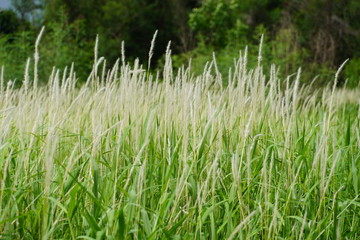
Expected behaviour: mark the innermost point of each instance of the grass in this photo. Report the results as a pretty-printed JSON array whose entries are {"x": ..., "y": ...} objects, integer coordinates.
[{"x": 132, "y": 155}]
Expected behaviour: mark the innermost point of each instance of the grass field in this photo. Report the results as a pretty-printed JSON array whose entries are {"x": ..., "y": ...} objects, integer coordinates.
[{"x": 136, "y": 155}]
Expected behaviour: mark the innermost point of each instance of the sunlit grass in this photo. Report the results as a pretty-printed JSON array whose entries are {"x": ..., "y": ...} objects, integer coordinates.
[{"x": 143, "y": 156}]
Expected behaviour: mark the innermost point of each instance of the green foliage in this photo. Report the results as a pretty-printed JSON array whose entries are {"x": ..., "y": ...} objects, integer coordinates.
[{"x": 352, "y": 73}]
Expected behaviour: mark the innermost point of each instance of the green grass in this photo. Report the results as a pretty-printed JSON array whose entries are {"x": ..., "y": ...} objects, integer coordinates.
[{"x": 131, "y": 155}]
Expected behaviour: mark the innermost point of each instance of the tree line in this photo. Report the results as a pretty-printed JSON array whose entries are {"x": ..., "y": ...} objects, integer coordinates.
[{"x": 317, "y": 35}]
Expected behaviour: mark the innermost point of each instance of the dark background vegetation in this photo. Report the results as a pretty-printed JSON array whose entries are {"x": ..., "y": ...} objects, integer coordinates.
[{"x": 317, "y": 35}]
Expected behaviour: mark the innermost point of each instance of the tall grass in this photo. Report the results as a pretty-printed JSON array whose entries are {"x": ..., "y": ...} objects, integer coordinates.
[{"x": 135, "y": 155}]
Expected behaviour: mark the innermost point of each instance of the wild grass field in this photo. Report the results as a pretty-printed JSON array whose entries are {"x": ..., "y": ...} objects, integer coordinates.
[{"x": 137, "y": 155}]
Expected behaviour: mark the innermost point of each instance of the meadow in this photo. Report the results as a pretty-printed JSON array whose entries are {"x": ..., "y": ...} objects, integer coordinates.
[{"x": 133, "y": 154}]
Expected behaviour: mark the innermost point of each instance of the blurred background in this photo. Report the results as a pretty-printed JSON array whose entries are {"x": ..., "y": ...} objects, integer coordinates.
[{"x": 317, "y": 35}]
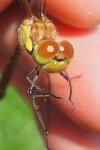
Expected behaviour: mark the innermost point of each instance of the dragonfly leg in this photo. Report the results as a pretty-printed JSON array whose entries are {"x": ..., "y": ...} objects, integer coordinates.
[
  {"x": 33, "y": 88},
  {"x": 33, "y": 78},
  {"x": 66, "y": 77},
  {"x": 8, "y": 72}
]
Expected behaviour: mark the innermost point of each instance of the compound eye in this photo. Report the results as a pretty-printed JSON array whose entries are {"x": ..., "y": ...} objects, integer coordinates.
[
  {"x": 48, "y": 49},
  {"x": 67, "y": 49}
]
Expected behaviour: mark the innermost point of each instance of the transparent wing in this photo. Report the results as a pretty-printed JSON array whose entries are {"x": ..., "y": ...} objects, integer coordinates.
[{"x": 38, "y": 7}]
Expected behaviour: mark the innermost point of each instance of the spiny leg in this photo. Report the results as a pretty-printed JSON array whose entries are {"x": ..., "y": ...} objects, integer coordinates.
[
  {"x": 32, "y": 78},
  {"x": 8, "y": 72},
  {"x": 66, "y": 77}
]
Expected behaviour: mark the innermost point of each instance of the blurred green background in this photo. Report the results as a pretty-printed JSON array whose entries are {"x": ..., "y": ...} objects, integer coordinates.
[{"x": 18, "y": 130}]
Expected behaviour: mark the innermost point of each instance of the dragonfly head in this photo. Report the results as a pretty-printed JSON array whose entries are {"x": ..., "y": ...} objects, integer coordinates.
[{"x": 53, "y": 56}]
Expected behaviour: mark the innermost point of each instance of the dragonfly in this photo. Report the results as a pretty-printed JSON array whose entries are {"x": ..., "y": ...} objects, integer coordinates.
[{"x": 38, "y": 36}]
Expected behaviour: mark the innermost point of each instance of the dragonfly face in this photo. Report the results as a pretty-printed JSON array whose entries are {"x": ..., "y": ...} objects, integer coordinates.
[
  {"x": 54, "y": 56},
  {"x": 38, "y": 36}
]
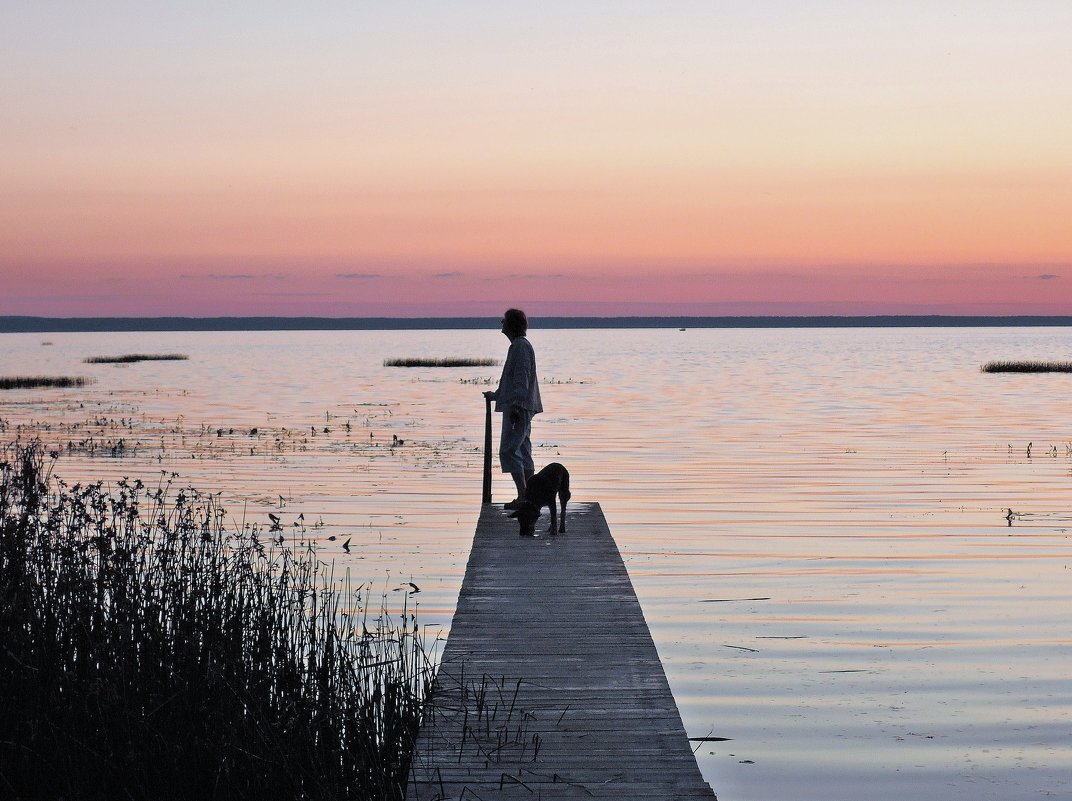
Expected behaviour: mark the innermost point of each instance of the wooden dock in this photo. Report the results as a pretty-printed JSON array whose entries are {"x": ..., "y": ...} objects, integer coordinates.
[{"x": 550, "y": 685}]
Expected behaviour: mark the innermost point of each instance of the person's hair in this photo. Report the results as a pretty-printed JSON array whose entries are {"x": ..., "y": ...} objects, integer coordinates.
[{"x": 516, "y": 322}]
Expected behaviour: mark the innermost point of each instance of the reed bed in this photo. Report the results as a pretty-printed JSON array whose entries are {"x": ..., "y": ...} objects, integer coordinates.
[
  {"x": 418, "y": 361},
  {"x": 149, "y": 653},
  {"x": 128, "y": 358},
  {"x": 33, "y": 382},
  {"x": 1027, "y": 367}
]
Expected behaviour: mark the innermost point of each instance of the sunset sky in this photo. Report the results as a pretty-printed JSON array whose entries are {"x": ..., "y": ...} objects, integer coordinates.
[{"x": 356, "y": 159}]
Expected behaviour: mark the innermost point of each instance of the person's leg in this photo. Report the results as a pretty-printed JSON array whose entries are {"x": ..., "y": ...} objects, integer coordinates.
[
  {"x": 510, "y": 453},
  {"x": 526, "y": 449}
]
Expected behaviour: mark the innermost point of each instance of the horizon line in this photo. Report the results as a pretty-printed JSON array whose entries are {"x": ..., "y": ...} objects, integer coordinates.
[{"x": 33, "y": 324}]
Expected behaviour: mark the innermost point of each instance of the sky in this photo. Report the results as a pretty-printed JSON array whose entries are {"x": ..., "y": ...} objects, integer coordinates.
[{"x": 359, "y": 159}]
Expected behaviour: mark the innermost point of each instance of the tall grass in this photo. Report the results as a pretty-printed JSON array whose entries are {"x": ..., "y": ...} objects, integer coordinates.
[
  {"x": 147, "y": 652},
  {"x": 131, "y": 357},
  {"x": 33, "y": 382},
  {"x": 419, "y": 361},
  {"x": 1027, "y": 367}
]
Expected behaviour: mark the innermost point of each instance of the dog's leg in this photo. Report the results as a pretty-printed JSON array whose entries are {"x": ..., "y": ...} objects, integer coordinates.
[{"x": 564, "y": 497}]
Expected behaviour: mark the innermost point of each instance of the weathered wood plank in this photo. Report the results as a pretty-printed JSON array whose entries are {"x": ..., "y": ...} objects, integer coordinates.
[{"x": 550, "y": 685}]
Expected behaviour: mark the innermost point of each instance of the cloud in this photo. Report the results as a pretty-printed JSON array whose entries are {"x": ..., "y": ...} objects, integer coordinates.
[{"x": 232, "y": 277}]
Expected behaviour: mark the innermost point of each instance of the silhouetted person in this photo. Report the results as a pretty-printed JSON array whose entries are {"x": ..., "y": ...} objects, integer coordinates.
[{"x": 518, "y": 399}]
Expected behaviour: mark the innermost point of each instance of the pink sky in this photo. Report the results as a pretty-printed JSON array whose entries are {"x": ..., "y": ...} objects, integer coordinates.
[{"x": 846, "y": 159}]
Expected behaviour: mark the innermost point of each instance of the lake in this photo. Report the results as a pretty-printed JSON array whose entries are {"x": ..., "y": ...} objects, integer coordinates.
[{"x": 816, "y": 521}]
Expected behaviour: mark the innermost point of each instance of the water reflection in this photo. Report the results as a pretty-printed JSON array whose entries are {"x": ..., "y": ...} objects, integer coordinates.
[{"x": 857, "y": 480}]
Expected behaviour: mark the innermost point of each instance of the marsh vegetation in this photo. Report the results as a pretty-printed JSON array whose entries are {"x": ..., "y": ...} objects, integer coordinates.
[
  {"x": 420, "y": 361},
  {"x": 1027, "y": 367},
  {"x": 128, "y": 358},
  {"x": 149, "y": 651},
  {"x": 34, "y": 382}
]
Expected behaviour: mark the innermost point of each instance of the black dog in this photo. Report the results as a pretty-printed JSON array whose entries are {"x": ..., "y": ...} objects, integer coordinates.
[{"x": 539, "y": 492}]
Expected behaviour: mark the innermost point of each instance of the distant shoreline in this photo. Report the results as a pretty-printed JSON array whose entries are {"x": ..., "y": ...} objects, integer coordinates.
[{"x": 45, "y": 325}]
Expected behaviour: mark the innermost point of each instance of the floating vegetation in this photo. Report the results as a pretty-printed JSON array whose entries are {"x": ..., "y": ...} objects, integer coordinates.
[
  {"x": 417, "y": 361},
  {"x": 149, "y": 652},
  {"x": 128, "y": 358},
  {"x": 32, "y": 382},
  {"x": 1027, "y": 367}
]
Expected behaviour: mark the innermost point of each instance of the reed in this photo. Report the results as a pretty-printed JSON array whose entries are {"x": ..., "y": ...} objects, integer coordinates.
--
WRITTEN PROBLEM: In the listing above, find the line containing "of the distant" and please quote exactly that line through the last one, and no other lines.

RESULT FOR THIS EXERCISE:
Expected behaviour: mark the innermost point of each instance of the distant shoreline in this photo. Report the results as a pretty-printed JSON array whose entries are {"x": ..., "y": ...} objects, integer coordinates.
[{"x": 45, "y": 325}]
Expected behaviour: mark the innermost point of each instance of the floating vegetation in this photo. Report the results as a pretty-printed JSON array whose entries are {"x": ..., "y": ...} objects, integer coordinates.
[
  {"x": 417, "y": 361},
  {"x": 149, "y": 652},
  {"x": 128, "y": 358},
  {"x": 32, "y": 382},
  {"x": 1027, "y": 367}
]
Expected behaviour: mark the innermost point of each instance of the reed in this photo. Report the results as a pretty-printed JSON array whose entries are {"x": ..., "y": ...} objects, integer coordinates.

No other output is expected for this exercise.